_INSTRUCTIONS TO FOLLOW_. If an entry below contains an image, drop the image and retype the rest exactly.
___ DATA
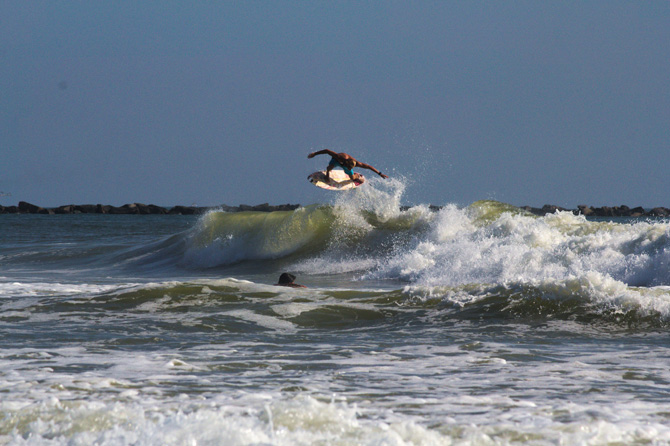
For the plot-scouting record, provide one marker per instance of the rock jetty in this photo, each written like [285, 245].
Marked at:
[138, 209]
[604, 211]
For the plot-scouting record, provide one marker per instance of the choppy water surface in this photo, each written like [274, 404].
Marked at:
[475, 325]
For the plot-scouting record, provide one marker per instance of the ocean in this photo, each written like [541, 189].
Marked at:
[468, 325]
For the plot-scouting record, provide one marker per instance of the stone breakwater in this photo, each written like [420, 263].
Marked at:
[138, 208]
[604, 211]
[151, 209]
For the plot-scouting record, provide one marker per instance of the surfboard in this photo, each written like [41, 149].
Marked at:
[338, 180]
______
_WRITTEN SOLUTION_.
For the plot-scouting record, provide one marker per instance of the rock jetty in this photo, each written like [285, 245].
Marked at:
[138, 209]
[604, 211]
For the plot-scouting record, provide one marker per instance of the choppy water surface in this photo, each written like [274, 404].
Marked at:
[475, 325]
For the plot-scouting record, provide one marker per instance of the ocean in this photo, each written like [541, 189].
Marked at:
[468, 325]
For the plot-scouting record, provide one marker per instance of the stone breakwater in this photo, each written like [420, 263].
Marked at:
[138, 208]
[604, 211]
[151, 209]
For the plot-scouting record, provide one marker per instance of the surfboard in this photo, each written like [41, 149].
Marked at:
[338, 180]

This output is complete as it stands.